EXERCISE REQUIREMENTS:
Please copy every line from the following entries in which the word "below" appears.

START INFORMATION SUPPLIED

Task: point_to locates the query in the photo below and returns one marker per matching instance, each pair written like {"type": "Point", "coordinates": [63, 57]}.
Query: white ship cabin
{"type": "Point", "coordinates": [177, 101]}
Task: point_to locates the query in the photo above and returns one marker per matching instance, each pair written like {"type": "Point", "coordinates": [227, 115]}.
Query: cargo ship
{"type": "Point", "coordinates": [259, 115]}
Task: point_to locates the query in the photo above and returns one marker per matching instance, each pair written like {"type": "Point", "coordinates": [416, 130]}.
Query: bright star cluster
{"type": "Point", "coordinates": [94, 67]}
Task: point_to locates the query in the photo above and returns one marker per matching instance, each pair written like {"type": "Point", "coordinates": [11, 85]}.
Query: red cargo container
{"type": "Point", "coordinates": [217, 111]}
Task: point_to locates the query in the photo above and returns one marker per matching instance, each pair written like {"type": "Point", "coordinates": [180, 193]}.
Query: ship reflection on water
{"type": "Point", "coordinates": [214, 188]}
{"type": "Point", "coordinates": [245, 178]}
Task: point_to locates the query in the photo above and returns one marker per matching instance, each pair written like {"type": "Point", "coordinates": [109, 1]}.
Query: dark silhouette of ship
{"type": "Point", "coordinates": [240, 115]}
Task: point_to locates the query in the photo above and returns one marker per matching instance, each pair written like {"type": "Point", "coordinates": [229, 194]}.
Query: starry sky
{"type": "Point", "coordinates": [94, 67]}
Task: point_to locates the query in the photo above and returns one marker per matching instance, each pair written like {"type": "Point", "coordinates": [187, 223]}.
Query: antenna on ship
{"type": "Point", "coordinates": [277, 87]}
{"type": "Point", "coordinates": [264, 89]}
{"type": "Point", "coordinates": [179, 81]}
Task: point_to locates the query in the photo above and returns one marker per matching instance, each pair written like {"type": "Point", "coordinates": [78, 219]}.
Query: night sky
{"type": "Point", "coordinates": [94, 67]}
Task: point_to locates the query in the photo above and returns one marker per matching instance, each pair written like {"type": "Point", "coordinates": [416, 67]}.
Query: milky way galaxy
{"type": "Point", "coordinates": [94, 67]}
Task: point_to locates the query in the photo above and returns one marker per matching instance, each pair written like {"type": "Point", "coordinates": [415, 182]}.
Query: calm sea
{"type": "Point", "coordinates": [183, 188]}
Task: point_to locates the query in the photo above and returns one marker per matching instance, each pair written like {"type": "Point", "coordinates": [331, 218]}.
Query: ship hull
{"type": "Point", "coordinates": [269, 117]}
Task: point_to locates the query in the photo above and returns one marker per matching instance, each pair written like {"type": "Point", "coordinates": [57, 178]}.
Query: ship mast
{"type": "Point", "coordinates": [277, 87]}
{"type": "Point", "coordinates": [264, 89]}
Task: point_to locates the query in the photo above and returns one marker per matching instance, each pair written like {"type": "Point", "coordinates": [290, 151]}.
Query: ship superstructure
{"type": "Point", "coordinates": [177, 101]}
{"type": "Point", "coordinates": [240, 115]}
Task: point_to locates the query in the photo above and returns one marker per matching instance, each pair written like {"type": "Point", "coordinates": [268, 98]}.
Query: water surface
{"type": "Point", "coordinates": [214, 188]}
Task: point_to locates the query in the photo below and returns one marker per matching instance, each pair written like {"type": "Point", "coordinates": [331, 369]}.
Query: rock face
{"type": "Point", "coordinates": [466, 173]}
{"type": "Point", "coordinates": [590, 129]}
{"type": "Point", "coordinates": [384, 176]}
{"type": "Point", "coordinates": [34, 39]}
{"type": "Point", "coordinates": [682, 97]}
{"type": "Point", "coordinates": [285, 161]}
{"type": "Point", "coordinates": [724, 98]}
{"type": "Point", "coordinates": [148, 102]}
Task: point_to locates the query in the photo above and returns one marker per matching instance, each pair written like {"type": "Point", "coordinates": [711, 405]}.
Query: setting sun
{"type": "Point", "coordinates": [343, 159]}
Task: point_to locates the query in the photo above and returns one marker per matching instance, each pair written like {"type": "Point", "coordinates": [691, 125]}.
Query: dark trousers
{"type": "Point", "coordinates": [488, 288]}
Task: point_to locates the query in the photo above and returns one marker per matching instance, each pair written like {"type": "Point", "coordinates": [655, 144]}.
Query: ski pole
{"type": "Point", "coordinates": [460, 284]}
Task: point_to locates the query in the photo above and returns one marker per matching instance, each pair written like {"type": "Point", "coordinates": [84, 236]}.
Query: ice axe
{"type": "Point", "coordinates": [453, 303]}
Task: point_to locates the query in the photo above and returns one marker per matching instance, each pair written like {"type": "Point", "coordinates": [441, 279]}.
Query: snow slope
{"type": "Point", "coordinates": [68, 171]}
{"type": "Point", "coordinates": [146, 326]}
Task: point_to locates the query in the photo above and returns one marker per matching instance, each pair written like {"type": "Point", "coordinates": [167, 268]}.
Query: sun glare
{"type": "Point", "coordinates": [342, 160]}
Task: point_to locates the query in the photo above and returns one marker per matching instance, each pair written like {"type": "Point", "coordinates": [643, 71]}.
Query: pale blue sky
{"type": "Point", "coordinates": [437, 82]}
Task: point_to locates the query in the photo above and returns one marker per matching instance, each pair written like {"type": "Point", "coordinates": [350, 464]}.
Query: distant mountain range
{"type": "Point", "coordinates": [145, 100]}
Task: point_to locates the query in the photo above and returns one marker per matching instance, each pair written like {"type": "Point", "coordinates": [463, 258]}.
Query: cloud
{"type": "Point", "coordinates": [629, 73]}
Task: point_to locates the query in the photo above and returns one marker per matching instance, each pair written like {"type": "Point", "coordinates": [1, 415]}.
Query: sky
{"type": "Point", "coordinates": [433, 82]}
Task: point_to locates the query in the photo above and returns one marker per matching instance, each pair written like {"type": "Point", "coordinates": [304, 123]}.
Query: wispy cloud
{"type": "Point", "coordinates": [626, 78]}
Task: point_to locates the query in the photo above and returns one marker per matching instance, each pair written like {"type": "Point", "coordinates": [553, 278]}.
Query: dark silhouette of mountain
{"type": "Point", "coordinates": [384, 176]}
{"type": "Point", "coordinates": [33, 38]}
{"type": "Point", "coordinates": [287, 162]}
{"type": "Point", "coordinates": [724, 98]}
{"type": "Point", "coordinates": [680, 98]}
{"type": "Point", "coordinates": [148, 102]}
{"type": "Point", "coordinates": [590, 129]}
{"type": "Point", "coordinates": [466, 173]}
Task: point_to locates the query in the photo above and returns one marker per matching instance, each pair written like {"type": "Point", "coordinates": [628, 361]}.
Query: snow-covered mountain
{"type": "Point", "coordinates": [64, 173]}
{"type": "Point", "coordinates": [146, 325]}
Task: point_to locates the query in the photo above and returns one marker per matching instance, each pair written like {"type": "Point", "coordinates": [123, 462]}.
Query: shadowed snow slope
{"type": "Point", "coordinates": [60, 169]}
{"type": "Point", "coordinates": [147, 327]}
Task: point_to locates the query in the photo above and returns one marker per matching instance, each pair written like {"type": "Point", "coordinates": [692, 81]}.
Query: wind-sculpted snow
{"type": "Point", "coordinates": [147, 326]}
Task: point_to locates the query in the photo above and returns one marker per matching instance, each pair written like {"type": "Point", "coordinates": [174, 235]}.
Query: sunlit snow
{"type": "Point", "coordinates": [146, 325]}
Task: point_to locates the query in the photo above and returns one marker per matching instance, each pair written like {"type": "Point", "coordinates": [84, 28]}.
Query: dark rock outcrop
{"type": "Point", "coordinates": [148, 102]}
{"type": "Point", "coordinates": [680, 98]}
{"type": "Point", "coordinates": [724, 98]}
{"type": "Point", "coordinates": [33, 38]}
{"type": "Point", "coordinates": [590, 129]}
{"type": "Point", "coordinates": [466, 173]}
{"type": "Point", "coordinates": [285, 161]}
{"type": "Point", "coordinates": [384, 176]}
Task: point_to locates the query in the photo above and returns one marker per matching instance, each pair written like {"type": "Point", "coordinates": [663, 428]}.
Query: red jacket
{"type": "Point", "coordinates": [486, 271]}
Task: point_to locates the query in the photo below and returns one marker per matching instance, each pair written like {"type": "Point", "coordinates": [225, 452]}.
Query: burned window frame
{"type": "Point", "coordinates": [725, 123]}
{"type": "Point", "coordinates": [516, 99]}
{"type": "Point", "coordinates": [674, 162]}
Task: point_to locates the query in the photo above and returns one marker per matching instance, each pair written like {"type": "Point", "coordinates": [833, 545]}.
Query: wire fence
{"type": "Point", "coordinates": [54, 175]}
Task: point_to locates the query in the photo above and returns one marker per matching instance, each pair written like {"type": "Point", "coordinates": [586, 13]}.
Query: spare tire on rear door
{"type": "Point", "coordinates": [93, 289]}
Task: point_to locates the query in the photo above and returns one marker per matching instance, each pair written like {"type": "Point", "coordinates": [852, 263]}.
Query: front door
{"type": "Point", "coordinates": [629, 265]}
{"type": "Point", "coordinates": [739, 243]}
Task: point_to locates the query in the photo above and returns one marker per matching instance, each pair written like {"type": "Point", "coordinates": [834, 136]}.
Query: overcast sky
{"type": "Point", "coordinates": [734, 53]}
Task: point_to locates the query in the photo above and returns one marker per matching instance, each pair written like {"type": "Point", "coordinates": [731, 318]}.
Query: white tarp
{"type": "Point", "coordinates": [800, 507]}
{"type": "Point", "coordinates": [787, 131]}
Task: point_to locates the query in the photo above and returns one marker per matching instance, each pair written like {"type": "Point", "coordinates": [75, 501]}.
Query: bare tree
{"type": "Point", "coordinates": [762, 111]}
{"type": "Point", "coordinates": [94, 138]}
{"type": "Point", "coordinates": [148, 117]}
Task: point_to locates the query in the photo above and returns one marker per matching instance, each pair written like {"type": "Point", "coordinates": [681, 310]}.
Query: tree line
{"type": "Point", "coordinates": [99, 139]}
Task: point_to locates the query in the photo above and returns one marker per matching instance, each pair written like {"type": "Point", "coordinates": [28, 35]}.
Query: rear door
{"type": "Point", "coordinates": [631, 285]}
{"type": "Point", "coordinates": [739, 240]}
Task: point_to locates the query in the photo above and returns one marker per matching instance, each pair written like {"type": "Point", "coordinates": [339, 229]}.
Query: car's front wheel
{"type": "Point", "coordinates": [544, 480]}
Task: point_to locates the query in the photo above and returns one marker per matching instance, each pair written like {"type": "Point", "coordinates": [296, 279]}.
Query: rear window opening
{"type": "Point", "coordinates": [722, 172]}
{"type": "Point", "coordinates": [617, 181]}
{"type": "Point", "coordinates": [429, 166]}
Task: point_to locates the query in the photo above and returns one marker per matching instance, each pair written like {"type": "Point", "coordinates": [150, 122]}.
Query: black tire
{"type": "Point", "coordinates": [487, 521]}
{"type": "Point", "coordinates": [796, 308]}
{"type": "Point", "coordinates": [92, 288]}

END INFORMATION SUPPLIED

RESPONSE FOR THIS EXERCISE:
Task: point_to locates the query in the photo below and returns one marker per matching instance, each pair written like {"type": "Point", "coordinates": [63, 57]}.
Task: point_to locates the query in the photo below and returns one marker per matching instance, each pair written like {"type": "Point", "coordinates": [331, 369]}.
Task: point_to locates the query in the photo below and returns one marker per matching instance, each pair written like {"type": "Point", "coordinates": [225, 452]}.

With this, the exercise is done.